■ **YOUR TASK**
Could you copy exactly the lines below from the one with "One point belongs on each instance of the orange" to the one with "One point belongs on each instance of the beige blazer.", inclusive, leaving out any pictures?

■ **INPUT DATA**
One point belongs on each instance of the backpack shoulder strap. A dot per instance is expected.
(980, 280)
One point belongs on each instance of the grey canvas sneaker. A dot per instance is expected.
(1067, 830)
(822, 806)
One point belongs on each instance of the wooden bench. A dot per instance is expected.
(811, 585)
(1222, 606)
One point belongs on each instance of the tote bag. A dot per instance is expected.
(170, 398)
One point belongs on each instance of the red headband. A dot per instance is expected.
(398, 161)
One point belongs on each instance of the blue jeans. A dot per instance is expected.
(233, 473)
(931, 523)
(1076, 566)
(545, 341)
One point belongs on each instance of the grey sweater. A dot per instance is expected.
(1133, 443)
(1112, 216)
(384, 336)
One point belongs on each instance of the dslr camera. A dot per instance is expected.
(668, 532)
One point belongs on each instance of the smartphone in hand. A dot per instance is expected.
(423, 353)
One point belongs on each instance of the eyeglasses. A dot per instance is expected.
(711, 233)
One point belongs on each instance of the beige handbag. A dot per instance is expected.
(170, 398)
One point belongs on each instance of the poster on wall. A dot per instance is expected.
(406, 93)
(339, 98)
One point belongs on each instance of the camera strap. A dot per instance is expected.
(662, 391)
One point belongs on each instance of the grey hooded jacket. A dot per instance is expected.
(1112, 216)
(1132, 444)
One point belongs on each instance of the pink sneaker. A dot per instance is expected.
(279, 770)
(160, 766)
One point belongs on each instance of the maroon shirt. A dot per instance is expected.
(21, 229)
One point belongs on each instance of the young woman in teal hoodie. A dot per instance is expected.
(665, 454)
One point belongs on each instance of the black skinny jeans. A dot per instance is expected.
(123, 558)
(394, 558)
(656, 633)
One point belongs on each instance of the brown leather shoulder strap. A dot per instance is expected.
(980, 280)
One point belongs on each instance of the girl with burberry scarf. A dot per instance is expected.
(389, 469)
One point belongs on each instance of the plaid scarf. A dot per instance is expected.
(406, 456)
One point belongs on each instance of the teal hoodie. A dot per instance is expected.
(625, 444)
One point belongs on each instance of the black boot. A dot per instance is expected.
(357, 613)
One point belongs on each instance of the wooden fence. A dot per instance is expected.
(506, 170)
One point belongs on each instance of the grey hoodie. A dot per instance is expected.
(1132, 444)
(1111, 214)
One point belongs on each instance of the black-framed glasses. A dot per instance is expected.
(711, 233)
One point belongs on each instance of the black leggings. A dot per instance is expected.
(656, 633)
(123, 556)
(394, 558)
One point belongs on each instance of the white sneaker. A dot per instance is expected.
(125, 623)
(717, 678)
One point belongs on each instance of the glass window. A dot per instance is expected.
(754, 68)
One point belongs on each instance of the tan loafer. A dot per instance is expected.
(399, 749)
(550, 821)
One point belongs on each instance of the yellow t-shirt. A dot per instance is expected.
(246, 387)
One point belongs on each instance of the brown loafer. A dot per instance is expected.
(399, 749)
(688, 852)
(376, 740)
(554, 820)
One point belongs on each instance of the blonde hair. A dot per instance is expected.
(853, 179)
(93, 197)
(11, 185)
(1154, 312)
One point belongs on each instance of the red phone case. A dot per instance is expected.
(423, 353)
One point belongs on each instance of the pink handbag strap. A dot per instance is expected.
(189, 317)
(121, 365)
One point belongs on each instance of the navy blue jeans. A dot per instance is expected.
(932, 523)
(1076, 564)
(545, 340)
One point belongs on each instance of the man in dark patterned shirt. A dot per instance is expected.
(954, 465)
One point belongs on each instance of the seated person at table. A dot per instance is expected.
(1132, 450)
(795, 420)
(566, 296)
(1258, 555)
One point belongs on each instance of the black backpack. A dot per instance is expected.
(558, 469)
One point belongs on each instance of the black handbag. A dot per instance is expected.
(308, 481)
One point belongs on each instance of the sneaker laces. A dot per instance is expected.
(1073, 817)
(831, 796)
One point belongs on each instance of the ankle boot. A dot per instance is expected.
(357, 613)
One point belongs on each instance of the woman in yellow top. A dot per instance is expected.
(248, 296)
* * *
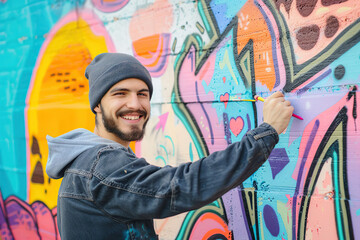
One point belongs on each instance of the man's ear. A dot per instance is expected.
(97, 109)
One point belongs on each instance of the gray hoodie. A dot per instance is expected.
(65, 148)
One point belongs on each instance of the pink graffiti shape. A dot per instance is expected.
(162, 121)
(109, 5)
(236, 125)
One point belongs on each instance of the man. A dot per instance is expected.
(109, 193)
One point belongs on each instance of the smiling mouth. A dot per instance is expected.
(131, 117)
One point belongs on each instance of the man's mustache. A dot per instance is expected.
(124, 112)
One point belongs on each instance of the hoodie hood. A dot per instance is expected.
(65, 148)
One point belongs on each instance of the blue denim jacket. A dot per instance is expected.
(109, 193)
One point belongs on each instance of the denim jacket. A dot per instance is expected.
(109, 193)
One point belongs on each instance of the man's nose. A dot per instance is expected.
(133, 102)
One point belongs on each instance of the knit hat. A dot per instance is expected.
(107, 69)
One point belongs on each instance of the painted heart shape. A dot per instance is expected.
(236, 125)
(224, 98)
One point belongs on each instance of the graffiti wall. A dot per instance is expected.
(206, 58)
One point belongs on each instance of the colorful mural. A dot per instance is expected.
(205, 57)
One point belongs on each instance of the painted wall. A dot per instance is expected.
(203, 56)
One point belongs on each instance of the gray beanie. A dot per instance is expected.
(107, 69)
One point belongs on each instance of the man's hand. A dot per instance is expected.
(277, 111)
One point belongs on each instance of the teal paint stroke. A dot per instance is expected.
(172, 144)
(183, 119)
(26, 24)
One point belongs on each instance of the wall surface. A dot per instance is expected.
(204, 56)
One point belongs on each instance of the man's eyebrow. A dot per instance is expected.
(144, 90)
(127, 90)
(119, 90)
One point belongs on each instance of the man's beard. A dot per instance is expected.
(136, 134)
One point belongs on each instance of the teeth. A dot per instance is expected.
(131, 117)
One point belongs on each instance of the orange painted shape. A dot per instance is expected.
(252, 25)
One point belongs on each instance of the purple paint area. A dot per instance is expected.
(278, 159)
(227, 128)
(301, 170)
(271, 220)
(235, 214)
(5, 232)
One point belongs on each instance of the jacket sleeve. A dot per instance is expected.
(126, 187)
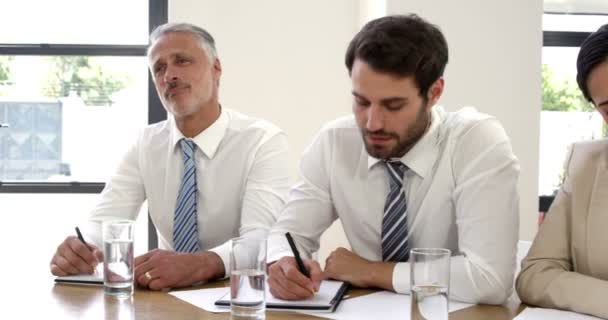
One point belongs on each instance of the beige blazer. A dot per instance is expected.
* * *
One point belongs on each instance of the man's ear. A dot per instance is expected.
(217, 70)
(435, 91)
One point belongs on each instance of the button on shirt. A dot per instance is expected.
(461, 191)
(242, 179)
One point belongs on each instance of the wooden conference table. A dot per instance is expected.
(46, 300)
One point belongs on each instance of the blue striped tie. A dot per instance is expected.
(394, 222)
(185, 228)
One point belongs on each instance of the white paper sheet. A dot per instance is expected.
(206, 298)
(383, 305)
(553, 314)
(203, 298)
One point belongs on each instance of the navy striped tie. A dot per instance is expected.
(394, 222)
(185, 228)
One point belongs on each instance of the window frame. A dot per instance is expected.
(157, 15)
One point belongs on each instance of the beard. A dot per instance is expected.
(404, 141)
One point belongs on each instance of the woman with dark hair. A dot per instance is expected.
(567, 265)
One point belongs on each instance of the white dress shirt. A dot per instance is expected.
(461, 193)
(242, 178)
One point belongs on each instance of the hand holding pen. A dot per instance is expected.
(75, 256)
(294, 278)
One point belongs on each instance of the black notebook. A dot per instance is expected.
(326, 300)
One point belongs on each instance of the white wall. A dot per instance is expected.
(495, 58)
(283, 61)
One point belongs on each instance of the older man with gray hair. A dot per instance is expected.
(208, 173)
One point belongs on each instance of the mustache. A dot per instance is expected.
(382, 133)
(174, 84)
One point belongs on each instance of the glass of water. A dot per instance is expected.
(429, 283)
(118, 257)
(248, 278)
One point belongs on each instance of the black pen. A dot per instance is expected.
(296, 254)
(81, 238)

■ **SOLUTION TO THE PROBLEM**
One point belongs on each instance of the orange painted shape. A dot per instance is expected.
(252, 25)
One point belongs on each instance of the purple paint area. A dot per instance is expected.
(278, 159)
(227, 128)
(301, 170)
(271, 220)
(235, 214)
(5, 232)
One point belongs on each instance of the jacket sleeve. A dot per instance is expected.
(126, 187)
One point belongs on each instance of the beige blazer. A dot per instance is expected.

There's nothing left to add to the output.